**PROBLEM TO WORK ON**
Using the word "clicks" as the filter, copy each matching line from the records.
### EXERCISE DATA ###
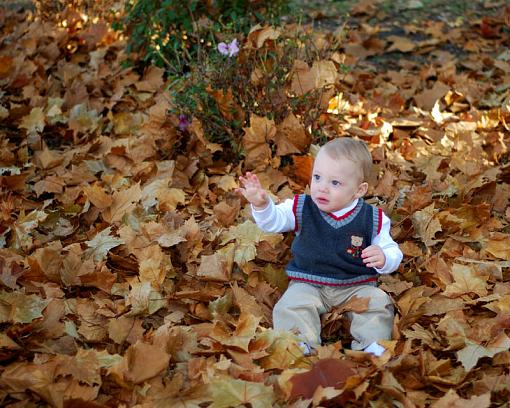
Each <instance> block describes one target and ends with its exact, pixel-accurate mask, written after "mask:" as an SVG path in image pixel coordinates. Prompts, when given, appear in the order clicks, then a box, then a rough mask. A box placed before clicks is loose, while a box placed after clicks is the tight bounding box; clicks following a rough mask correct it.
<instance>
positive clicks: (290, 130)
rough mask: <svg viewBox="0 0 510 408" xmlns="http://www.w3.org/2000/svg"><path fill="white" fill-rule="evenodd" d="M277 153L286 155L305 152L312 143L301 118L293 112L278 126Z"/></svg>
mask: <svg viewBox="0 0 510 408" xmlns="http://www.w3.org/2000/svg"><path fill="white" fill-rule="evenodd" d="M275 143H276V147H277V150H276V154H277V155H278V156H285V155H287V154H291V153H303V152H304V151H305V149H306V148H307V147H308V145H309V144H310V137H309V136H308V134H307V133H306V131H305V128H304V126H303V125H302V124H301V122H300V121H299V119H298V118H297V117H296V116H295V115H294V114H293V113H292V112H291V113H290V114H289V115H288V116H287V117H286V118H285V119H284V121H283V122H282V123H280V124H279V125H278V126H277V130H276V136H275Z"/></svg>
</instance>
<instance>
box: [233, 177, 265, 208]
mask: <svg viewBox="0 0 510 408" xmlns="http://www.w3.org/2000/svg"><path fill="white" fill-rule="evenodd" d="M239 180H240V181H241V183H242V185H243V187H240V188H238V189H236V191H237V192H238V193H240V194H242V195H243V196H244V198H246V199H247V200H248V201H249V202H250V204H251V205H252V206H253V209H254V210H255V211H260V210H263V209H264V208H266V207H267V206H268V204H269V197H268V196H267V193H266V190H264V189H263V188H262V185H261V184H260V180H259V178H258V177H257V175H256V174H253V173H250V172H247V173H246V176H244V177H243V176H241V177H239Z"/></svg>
###
**EXPECTED ANSWER**
Each <instance> block describes one target and ends with its exact, pixel-accurate mask, written after "mask:" as an SVG path in image pixel coordinates. Prompts, when given, appear in the order clicks, then a box, then a rough mask. A box placed before clicks is loose, while a box placed after clicks is the tight bounding box; clicks following a rough mask correct it.
positive clicks: (290, 130)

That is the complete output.